### Source excerpt:
☆ ☆ ☆ ☆

So I have two bezels, a perfectly good head lamp switch minus a contact block, a couple of screws, and about ten foot long tie wraps left over. Have a box full of 4" black tie wraps that was that was needed. No sense in wasting these nice long ones. Will use those someplace else that requires a long tie wrap.


----------



## bloberg19 (Oct 21, 2013)

That's the same kit I got about a year ago great price looks great but . I ran in to some trouble with them the lens started to melt but the seller took good care of me and gave me my money back I then went to Wal-Mart and b aought a 20 dollar set . Of glass fogs took the lens out of them and processed to cut out only the melted part and then glued the glass onesv in place so I meet the Oem look I then found a dealer that would reprogram my bcm for 50 bucks and a new head light switch fot 20 at a junkyard the switch came out of a verano but good wright up


----------



## Gus_Mahn (Aug 16, 2011)

☆ ☆ ☆ ☆

### Records supplied:
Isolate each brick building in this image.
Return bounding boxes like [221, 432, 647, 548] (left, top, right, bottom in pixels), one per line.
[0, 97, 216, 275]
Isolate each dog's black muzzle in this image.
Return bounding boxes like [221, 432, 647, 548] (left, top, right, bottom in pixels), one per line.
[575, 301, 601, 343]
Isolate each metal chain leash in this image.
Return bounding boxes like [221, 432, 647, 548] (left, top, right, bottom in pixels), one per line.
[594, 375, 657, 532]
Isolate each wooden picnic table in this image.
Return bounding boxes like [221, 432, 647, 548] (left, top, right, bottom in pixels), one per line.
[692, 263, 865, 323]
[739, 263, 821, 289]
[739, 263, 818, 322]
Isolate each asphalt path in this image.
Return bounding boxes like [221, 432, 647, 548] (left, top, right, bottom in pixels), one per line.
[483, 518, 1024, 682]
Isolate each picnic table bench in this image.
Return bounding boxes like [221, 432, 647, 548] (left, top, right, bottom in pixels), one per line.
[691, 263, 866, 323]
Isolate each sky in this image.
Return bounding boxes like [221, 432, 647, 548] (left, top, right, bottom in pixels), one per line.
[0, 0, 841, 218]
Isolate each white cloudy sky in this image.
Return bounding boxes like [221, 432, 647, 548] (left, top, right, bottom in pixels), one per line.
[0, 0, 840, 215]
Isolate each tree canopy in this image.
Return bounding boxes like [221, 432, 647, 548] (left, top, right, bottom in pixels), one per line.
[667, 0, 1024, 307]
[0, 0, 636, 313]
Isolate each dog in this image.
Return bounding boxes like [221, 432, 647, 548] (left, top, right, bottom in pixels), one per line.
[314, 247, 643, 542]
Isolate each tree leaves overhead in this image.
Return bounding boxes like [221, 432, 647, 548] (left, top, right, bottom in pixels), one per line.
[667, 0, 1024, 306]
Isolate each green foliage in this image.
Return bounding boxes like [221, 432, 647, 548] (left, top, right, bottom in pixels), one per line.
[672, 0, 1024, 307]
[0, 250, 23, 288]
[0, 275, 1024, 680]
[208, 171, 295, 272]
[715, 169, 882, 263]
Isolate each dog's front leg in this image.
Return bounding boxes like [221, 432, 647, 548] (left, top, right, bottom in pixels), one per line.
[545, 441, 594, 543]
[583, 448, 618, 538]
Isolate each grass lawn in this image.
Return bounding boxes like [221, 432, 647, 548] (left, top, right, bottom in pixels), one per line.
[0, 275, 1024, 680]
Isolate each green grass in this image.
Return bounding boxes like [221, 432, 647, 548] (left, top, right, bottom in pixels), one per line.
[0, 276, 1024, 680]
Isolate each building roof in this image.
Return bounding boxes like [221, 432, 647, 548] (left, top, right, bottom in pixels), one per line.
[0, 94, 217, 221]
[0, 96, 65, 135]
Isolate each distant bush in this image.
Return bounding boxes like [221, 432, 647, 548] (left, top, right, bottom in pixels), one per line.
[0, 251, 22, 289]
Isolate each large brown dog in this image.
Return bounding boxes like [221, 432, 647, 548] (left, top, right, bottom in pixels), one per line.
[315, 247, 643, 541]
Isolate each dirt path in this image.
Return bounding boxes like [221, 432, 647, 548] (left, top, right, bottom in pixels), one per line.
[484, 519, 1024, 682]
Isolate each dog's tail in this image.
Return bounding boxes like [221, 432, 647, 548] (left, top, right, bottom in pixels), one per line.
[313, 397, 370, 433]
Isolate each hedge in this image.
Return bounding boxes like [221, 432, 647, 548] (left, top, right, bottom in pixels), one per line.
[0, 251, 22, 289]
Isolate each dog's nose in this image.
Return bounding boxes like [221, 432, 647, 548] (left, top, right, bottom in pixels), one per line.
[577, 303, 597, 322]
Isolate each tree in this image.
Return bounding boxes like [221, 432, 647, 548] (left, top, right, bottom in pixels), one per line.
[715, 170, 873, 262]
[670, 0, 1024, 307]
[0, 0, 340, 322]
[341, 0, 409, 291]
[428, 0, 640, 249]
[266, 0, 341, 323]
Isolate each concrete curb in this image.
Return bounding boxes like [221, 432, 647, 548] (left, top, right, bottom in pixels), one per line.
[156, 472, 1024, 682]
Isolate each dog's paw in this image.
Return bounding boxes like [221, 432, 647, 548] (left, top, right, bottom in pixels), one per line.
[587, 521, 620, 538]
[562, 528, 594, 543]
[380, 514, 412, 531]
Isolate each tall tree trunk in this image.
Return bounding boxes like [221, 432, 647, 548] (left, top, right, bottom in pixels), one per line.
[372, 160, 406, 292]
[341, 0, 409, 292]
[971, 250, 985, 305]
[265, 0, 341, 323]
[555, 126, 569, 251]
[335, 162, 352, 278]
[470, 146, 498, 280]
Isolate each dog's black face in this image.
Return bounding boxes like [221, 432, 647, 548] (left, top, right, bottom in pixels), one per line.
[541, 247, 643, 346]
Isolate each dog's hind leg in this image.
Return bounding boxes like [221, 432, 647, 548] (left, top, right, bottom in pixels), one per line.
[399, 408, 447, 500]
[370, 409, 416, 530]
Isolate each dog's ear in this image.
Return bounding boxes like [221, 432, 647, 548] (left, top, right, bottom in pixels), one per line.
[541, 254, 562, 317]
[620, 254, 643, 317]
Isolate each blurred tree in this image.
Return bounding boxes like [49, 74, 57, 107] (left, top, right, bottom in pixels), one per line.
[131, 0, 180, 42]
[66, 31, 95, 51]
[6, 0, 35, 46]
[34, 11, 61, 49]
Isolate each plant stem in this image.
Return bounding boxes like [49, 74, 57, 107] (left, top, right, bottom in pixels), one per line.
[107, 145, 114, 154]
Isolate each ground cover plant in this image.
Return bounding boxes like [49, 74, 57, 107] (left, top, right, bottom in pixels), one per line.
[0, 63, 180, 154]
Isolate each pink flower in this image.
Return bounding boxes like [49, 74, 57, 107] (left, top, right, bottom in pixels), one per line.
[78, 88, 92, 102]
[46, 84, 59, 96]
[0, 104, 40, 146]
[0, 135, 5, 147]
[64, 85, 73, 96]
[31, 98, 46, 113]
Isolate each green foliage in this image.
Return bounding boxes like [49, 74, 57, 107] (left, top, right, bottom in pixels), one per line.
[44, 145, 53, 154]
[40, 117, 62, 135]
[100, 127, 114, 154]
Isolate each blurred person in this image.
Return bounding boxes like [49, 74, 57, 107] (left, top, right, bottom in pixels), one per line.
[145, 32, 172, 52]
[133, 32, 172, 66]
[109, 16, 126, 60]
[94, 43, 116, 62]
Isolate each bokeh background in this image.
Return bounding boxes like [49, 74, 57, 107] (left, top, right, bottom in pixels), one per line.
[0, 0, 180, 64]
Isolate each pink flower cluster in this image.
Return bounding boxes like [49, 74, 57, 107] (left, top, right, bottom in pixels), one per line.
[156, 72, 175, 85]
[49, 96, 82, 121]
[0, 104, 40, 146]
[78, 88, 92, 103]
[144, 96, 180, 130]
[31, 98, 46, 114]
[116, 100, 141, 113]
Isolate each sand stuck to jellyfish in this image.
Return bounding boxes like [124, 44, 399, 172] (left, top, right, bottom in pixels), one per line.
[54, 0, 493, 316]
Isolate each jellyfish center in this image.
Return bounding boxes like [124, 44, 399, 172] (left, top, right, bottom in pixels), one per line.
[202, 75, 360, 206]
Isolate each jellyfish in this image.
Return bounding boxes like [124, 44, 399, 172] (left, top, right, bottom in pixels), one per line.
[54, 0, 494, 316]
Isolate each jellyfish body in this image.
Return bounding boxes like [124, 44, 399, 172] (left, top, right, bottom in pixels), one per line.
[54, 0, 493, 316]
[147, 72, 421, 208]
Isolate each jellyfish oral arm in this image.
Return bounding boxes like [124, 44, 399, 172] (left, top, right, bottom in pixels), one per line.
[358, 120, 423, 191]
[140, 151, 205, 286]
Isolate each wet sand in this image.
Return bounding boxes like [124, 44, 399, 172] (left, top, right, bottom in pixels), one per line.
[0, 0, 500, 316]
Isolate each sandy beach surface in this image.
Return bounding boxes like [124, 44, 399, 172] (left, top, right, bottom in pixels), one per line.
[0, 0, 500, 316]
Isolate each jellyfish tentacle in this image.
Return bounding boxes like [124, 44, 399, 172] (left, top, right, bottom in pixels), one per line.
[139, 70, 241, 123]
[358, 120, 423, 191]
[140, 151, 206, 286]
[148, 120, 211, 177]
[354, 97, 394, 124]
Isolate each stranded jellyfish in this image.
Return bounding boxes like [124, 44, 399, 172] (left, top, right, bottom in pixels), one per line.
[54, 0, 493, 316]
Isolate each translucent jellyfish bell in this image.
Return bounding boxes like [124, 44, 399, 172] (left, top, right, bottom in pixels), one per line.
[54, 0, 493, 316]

☆ ☆ ☆ ☆

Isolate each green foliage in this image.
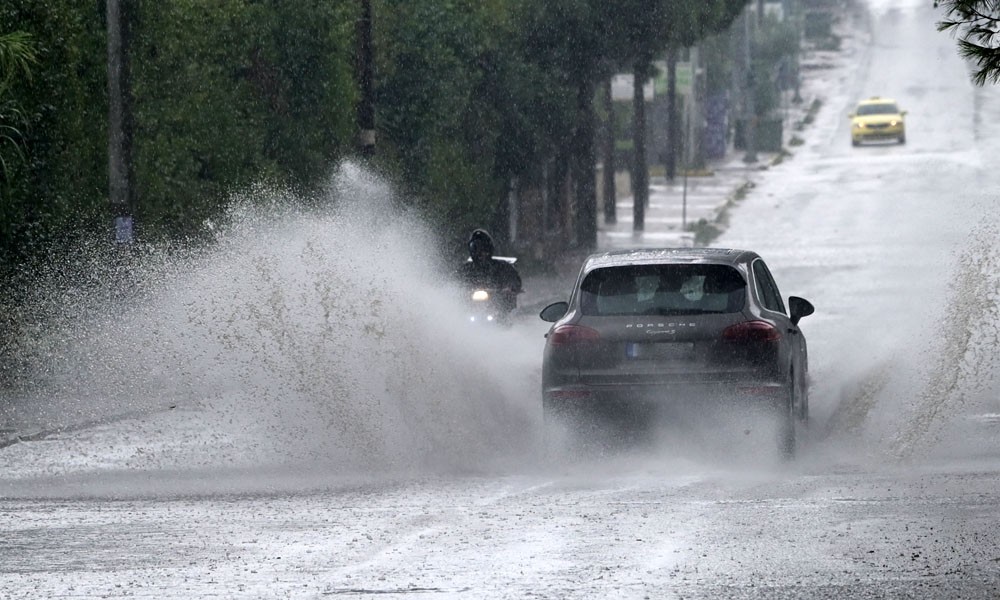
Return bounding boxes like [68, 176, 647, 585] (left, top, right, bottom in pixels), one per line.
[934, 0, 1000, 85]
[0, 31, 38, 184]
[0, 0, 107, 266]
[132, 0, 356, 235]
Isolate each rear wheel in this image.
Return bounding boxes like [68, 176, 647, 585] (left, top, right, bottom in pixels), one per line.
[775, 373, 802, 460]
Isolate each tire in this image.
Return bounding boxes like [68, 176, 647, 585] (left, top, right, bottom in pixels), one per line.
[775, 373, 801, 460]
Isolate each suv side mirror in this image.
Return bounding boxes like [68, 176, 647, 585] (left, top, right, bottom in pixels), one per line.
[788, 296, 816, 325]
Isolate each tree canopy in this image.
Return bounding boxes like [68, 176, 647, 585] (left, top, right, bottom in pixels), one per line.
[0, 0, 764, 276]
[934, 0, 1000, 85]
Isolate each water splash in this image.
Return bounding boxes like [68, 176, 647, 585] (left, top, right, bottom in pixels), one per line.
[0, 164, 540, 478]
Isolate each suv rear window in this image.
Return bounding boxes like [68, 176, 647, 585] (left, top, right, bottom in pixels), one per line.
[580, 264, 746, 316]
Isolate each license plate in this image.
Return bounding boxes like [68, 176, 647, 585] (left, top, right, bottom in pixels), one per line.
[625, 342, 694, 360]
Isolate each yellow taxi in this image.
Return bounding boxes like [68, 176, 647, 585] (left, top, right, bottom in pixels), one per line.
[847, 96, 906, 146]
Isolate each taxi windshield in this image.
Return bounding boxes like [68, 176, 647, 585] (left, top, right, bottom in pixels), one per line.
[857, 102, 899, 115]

☆ ☆ ☆ ☆

### Exercise aim:
Go on with the forum thread about the fog light kit install from the point where it stops. The records aren't needed for this.

### Task answer:
I bought the same kit for my very early 12 Eco. If the circuit is configured, the fog light fuse will be live with the key on?


----------



## 99_XC600 (Feb 24, 2013)

Gus_Mahn said:


> I bought the same kit for my very early 12 Eco. If the circuit is configured, the fog light fuse will be live with the key on?


I tried it every way I could. Key on, car running, lights on, lights on with low beam, just the markers. No matter what I tried, I had no source voltage from the fuse.


----------



## 99_XC600 (Feb 24, 2013)

bloberg19 said:


> That's the same kit I got about a year ago great price looks great but . I ran in to some trouble with them the lens started to melt but the seller took good care of me and gave me my money back I then went to Wal-Mart and b aought a 20 dollar set . Of glass fogs took the lens out of them and processed to cut out only the melted part and then glued the glass onesv in place so I meet the Oem look I then found a dealer that would reprogram my bcm for 50 bucks and a new head light switch fot 20 at a junkyard the switch came out of a verano but good wright up



Good to know. I'll keep an eye for any signs of failure.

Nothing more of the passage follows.